Dataset entries
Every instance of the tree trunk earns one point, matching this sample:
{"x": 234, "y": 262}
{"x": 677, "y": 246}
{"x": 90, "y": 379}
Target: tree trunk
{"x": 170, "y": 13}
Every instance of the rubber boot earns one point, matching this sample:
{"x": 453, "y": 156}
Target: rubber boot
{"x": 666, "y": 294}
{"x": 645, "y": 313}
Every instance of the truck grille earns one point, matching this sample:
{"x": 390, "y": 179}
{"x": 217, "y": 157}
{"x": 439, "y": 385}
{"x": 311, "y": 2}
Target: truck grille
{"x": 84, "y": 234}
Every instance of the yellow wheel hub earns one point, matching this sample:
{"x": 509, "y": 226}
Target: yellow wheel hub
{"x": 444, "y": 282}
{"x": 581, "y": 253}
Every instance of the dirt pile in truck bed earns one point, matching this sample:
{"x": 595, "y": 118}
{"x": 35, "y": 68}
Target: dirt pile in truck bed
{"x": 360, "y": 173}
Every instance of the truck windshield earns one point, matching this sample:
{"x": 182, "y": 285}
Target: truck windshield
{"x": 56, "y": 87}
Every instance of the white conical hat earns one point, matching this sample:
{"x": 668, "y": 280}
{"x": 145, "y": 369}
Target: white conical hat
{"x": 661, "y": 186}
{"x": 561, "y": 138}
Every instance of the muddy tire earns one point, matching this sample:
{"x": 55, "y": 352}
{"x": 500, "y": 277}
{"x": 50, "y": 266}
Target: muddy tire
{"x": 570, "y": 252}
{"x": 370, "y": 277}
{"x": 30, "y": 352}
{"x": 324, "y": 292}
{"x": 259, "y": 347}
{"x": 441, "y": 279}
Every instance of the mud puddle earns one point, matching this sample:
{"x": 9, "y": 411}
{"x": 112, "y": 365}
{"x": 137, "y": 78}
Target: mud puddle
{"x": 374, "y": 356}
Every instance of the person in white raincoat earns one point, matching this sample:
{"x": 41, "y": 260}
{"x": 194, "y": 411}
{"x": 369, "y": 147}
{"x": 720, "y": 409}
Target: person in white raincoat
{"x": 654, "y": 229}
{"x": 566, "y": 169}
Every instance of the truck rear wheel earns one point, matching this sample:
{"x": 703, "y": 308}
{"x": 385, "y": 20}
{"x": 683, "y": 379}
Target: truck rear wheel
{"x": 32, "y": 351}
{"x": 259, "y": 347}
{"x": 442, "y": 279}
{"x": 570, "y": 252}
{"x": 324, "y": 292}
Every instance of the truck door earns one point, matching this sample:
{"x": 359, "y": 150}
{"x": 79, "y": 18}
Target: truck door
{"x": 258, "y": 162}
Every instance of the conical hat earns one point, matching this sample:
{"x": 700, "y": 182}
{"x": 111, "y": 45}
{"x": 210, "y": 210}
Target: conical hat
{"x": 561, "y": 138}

Goal. Write out the rows again, switching every "matching this sample" to "like this sample" and leaving everything else as it is.

Solution to the exercise.
Every instance of the tree trunk earns one point, like this sample:
{"x": 234, "y": 262}
{"x": 677, "y": 246}
{"x": 90, "y": 379}
Target: tree trunk
{"x": 170, "y": 13}
Every instance of the rubber boot earns one point, like this sample:
{"x": 453, "y": 156}
Target: rubber boot
{"x": 666, "y": 294}
{"x": 645, "y": 313}
Every instance of the truck grille earns one point, like this sample:
{"x": 390, "y": 179}
{"x": 217, "y": 157}
{"x": 439, "y": 385}
{"x": 311, "y": 2}
Target: truck grille
{"x": 84, "y": 234}
Every instance of the yellow wheel hub earns one point, like this sample:
{"x": 509, "y": 226}
Target: yellow wheel hub
{"x": 444, "y": 282}
{"x": 581, "y": 253}
Every instance of the dirt pile in truck bed earns one point, like this sample:
{"x": 595, "y": 118}
{"x": 35, "y": 68}
Target: dirt pile in truck bed
{"x": 360, "y": 173}
Every instance of the truck windshield earns one point, like this sample:
{"x": 182, "y": 285}
Target: truck windshield
{"x": 56, "y": 87}
Every instance of the white conical hat earns one point, like this sample:
{"x": 668, "y": 280}
{"x": 145, "y": 369}
Target: white conical hat
{"x": 661, "y": 186}
{"x": 561, "y": 138}
Every instance of the muddy tire earns one point, like this sample:
{"x": 55, "y": 352}
{"x": 500, "y": 277}
{"x": 50, "y": 266}
Target: muddy tire
{"x": 570, "y": 252}
{"x": 370, "y": 277}
{"x": 30, "y": 352}
{"x": 324, "y": 292}
{"x": 259, "y": 347}
{"x": 441, "y": 279}
Every instance of the mud puddle earns one point, like this sample:
{"x": 9, "y": 411}
{"x": 112, "y": 365}
{"x": 137, "y": 78}
Target: mud puddle
{"x": 374, "y": 356}
Every instance of the person in white raincoat earns one point, like this sample:
{"x": 41, "y": 260}
{"x": 194, "y": 411}
{"x": 369, "y": 147}
{"x": 720, "y": 409}
Target: person in white raincoat
{"x": 654, "y": 229}
{"x": 566, "y": 169}
Every instance of the truck rear wheel earns one point, like this sample:
{"x": 703, "y": 308}
{"x": 385, "y": 20}
{"x": 683, "y": 379}
Target: truck rear wheel
{"x": 32, "y": 351}
{"x": 259, "y": 347}
{"x": 442, "y": 279}
{"x": 570, "y": 252}
{"x": 324, "y": 292}
Every instance of the truck door earns one point, like this sample:
{"x": 359, "y": 150}
{"x": 79, "y": 18}
Target: truck door
{"x": 258, "y": 162}
Every instance of the conical hat earns one point, like this sample:
{"x": 700, "y": 182}
{"x": 111, "y": 45}
{"x": 210, "y": 210}
Target: conical hat
{"x": 561, "y": 138}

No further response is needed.